> _WHAT TO WORK ON_
**a.** Answer these questions using the blog posts from Germany:
(i) What do the kids ask to have for dinner?
(ii) According to the posts, when do most people in Germany eat a hot meal?
(iii) What does Aldi start stocking in early September?
**b.** Write a continuation of the blog posts from Germany, starting after the final sentence shown.

Freitag, 18. Dezember 2009

Spam



nearly fell for this one.

Montag, 7. Dezember 2009

Abendbrot


"Let's have breakfast for dinner today - pleeeeese!" the kids implore when I ask them what they'd like for supper. Abendbrot is the staple evening meal of most Germans - and it makes sense when you consider that most people here eat a hot meal at lunchtime. Served up on these cute "Frühstücksbrettchen" who can resist breakfast in the evening.

Sonntag, 20. September 2009

Thanks again Aldi.


It's that time of year again - early September, the leaves are just about to start turning brown, there is a slight chilly breeze, the nights are arriving a little earlier, but the summer wardrobe is still very much in place and people are still sitting in the sunshine outside restaurants and cafes around town.

In other words - it's time to start stocking the Christmas chocolates in Aldi!

In 'Aldi World' they just skip all that rubbishy in-between bollocks the rest of us call 'Autumn' and march straight into Christmas.

So now I have to walk past the stacks and stacks of marzipan potatoes, chocolate covered almonds, domino biscuits, vanilla kipferl, gingerbread balls and hundreds upon hundreds of double chocolate covered dingsbums I don't even know the names of, whenever I go shopping.

Some people may be able to stash their Christmas goodies somewhere in homes, from September, until they're needed in December, but I can't.

People like me don't 'keep' chocolate in a cupboard. They eat it straight from the shopping bag.

So, Aldi can you maybe just *hide* all that Christmas chocolate heavenliness when I walk in the shop? You're retail geniuses, create some kind of holographic shield that flashes into place when I walk past and shows me plastic plants, or power tools, and then remove it for the stashers of this world. Otherwise I am doomed. I walk in thinking "I can do it. This year I'll stash it all in the loft, where I'm too sacred of the 2ft gap between the end of the ladder and the loft floor to go get it". Then I'll come home and think, "Sod it, I'll eat it all now because if I put it in the loft it'll go mouldy and stink because I'm too sacred of the 2ft gap between the end of the ladder and the loft floor."

> _LISTED RECORDS_
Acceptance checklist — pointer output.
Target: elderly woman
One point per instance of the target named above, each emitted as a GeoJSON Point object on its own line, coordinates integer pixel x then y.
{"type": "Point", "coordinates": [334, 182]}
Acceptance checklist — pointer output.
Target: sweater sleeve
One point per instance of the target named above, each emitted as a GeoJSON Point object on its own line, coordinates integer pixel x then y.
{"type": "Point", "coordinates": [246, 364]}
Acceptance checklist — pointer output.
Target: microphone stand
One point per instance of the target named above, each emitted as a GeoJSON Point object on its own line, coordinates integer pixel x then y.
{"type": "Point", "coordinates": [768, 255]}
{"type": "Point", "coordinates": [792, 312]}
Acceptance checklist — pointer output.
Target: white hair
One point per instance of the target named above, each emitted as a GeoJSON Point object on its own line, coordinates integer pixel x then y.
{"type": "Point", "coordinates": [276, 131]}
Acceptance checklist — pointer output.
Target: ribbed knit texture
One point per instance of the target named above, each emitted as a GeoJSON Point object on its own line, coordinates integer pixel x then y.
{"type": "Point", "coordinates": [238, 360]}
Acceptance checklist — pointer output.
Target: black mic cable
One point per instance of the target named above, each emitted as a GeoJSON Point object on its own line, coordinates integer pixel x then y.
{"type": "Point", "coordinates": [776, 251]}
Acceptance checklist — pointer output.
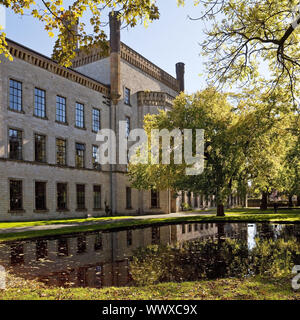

> _PER-TASK OUTPUTS_
**a.**
(i) Breakfast.
(ii) At lunchtime.
(iii) Christmas chocolates.

**b.**
Why, you ask, the pressure to buy it now? Because in December, when I 'kind of' need this stuff, they'll be selling beach bags and towells, or will be having a Spanish week with speciality olive oil and spicy sausages. Apparently no one in my family wants sangria and tapas at Christmas again this year.

Montag, 17. August 2009

Hair today - is not there tomorrow


In the UK, under-arm and leg hair is BAD, as is chest hair, back hair even the hair on your privates. Here in Europe, it's OK.

Well it used to be. Anyone old enough will clearly remember when Nena (of 99 Red Balloons fame) lifted her arm up on Top of The Pops. Oh the outcry: "99 Brown Pit Hair's" shouted the Sun's headline the next day, "When will Europe's Wookie women discover the razor!" screamed the Mail (probably).

Meanwhile - the German reaction was "Ja? Und?"

When I got here I thought I could start to relax the whole shaving routine - but it was not to be - there's not a hairy leg, pit, chest or back in sight these days, everyone seems to be depilated and shaved to within an inch of their lives. And what with Brazilians and all those other fancy Vajayjay treatments, short and curleys are about as welcome as genital lice - which - thanks to the lack of short and curleys are on the decrease. I guess there's an upside.

Even men are hairless - I've noticed this in the sauna and I don't like it. The downstairs needs a bit of shrubbery to hide in if you ask me otherwise there's an unpleasant resemblance to one of those nude rodents.

These days if I see that rare thing, a hairy leg on a woman, my initial thought is: "Thank christ, hair's back in fashion." But then I look again and think, "Get a razor luv."


Freitag, 14. August 2009

I must stop complaining about Deutsch...

Why English is so hard to learn (a poem)...

We must polish the Polish furniture.
He could lead if he would get the lead out.
The farm was used to produce produce.
The dump was so full that it had to refuse more refuse.
The soldier decided to desert in the desert.
This was a good time to present the present.
A bass was painted on the head of the bass drum.
When shot at, the dove dove into the bushes.
I did not object to the object.
The insurance was invalid for the invalid.
The bandage was wound around the wound.
There was a row among the oarsmen about how to row.
They were too close to the door to close it.
The buck does funny things when the does are present.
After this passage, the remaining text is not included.